-- start of Records for the exercise --

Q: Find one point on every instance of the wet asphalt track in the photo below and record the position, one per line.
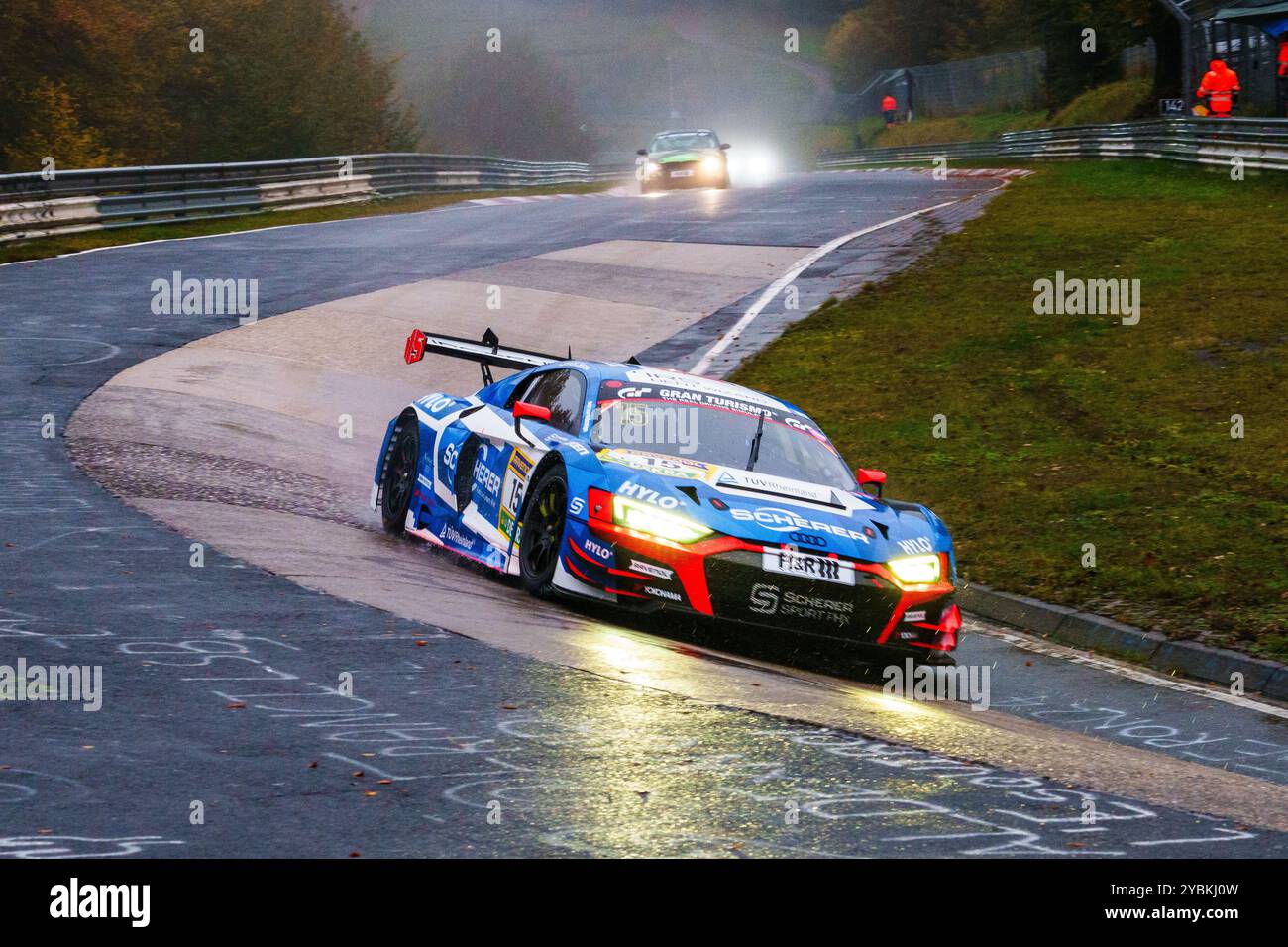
(220, 682)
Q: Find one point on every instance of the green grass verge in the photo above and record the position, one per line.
(1065, 431)
(962, 128)
(73, 243)
(1122, 101)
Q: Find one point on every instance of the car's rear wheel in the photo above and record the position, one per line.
(398, 479)
(544, 523)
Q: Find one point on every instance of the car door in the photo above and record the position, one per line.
(501, 466)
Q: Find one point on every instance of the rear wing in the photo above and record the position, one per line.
(487, 352)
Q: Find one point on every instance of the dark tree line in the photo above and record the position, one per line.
(890, 34)
(94, 82)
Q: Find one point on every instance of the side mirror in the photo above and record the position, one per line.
(875, 478)
(522, 410)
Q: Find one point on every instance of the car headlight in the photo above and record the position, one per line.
(915, 570)
(643, 517)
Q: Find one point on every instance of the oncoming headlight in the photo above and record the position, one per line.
(915, 570)
(642, 517)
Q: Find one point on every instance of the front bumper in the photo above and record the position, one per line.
(724, 578)
(686, 174)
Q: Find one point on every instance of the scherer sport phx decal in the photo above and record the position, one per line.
(652, 488)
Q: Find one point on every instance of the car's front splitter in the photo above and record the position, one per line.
(724, 578)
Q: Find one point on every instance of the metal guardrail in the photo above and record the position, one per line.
(1260, 144)
(88, 200)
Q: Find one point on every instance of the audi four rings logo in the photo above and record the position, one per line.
(806, 539)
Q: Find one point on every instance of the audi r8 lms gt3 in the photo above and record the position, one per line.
(684, 158)
(652, 488)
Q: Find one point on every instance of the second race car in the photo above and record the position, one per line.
(694, 158)
(653, 488)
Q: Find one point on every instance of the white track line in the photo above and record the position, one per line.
(800, 266)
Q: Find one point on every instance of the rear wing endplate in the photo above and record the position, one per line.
(487, 352)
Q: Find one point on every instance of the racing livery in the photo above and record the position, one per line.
(653, 488)
(692, 158)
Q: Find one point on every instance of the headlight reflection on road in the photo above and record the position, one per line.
(756, 166)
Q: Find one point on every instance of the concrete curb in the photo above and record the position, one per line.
(1109, 637)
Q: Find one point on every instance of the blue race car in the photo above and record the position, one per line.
(653, 488)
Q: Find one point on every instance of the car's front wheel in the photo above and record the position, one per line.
(541, 539)
(398, 479)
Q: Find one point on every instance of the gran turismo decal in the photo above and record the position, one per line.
(692, 382)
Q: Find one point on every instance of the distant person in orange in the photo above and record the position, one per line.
(889, 106)
(1220, 89)
(1283, 75)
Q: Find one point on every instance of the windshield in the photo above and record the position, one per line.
(721, 436)
(686, 140)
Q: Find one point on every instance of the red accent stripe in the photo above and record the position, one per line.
(587, 579)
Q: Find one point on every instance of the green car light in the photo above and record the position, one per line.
(915, 570)
(642, 517)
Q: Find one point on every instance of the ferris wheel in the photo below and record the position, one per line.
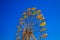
(32, 25)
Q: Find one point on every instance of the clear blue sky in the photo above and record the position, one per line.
(11, 10)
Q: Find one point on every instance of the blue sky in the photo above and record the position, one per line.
(11, 10)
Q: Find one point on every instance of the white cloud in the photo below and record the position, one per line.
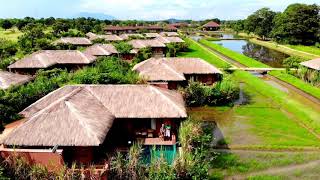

-- end of Records for the exercise --

Written problem:
Please rewrite the records above with every "record the position" changed to "write down the coordinates" and nothing else altered. Leave the pictures out.

Exercise answer:
Q: Find one point on every instance of the wet asphalt track in the photo below and write down the coordinates, one per line.
(220, 682)
Q: Find one point on every instance of the green grass verge in the photo above and write down the coordinates, one per line.
(1065, 431)
(962, 128)
(73, 243)
(1122, 101)
Q: Find one point on every instance of the car's rear wheel in the photo above and write down the coordinates, one per line.
(398, 479)
(544, 523)
Q: Find one point on every instance of the car door in the photo above and write down the coordinates, one per line.
(501, 466)
Q: Find one point on every instance of the rear wing in the photo above and write down the coordinates, one per line.
(487, 352)
Q: Find one point on every instance of the dark tree line in the photo above and write down the coordinates, one per line.
(890, 34)
(94, 82)
Q: Find one point on every instance of the side mirror in the photo above and write down the coordinates, one per line.
(875, 478)
(522, 410)
Q: Find one point on every instance of the car headlight in the photo above and write down the coordinates, one per line.
(915, 570)
(643, 517)
Q: Find one point on every instance of the oncoming headlight in the photo above and write down the coordinates, one per line.
(915, 570)
(642, 517)
Q: Find one point on every instance of the front bumper in the photo above and write down the coordinates, one per line.
(724, 578)
(686, 174)
Q: Find one point on every instance of the scherer sport phx decal in the photo above and write down the coordinates, one per line.
(652, 488)
Q: Find one point on every instance of the car's front splitter in the photo above and write down the coordinates, one per line.
(724, 578)
Q: Find one point on every instance of the metal guardrail in the photo above and write down the coordinates, one per line.
(1260, 144)
(88, 200)
Q: Find one point on every instance of the audi four rings logo in the photo above and write down the coordinates, one per line.
(806, 539)
Q: Find one point on every instance of the audi r8 lms gt3 in the photo above and write down the coordinates, one per line.
(684, 158)
(652, 488)
Q: Find one point on every instance of the second race car in the photo above and write down the coordinates, one per line.
(694, 158)
(653, 488)
Q: Find one point on every instance of the white track line in the photo above and write down the coordinates, one per line.
(800, 266)
Q: Find one point on every instance of the rear wing endplate in the photo above and write down the coordinates, one per line.
(487, 352)
Q: Find one point on every instance of the racing livery in the photo above and write down the coordinates, one per line.
(653, 488)
(692, 158)
Q: Find one point on every instance of the headlight reflection on road in the photo above and write down the coordinates, one per line.
(756, 166)
Q: Find one point on every instance of the concrete curb in the photo above and write down the coordinates, one per line.
(1109, 637)
Q: Find one point on every instance of the blue race car in the photo above and write down the coordinates, one per line.
(653, 488)
Q: Find one point on every instance of the car's front wheel in the photo above and write down the coordinates, one per line.
(541, 539)
(398, 479)
Q: Find one point on every instance of the gran turismo decal in the photo above and write down the coordinates, one per line.
(692, 382)
Q: Find one point on every instance of the distant person in orange in the photo above and write down the coordinates, one per line.
(889, 106)
(1220, 89)
(1283, 75)
Q: Find one point on every instance of the windshield in the photo above and write down the coordinates, one per line.
(721, 436)
(686, 140)
Q: Find one point on every instance of the red accent stripe in the photo above and write down the coordinates, one per line.
(587, 579)
Q: Find one point on every instance of the green car light in the photo above and write down the coordinates, one per line.
(915, 570)
(642, 517)
Q: Find one point on every instance of the ferris wheel in the photo below and write down the coordinates, one per line.
(32, 25)
Q: Find one point on every instance of the clear blue sky in the photo above and write down the coordinates, one per line.
(11, 10)
Q: Find one point on every instance of the blue sky in the photo above and write down the coordinates, one per line.
(11, 10)
Q: Find one point on every instance of the white cloud in the photo below and write down the coordinates, one per line.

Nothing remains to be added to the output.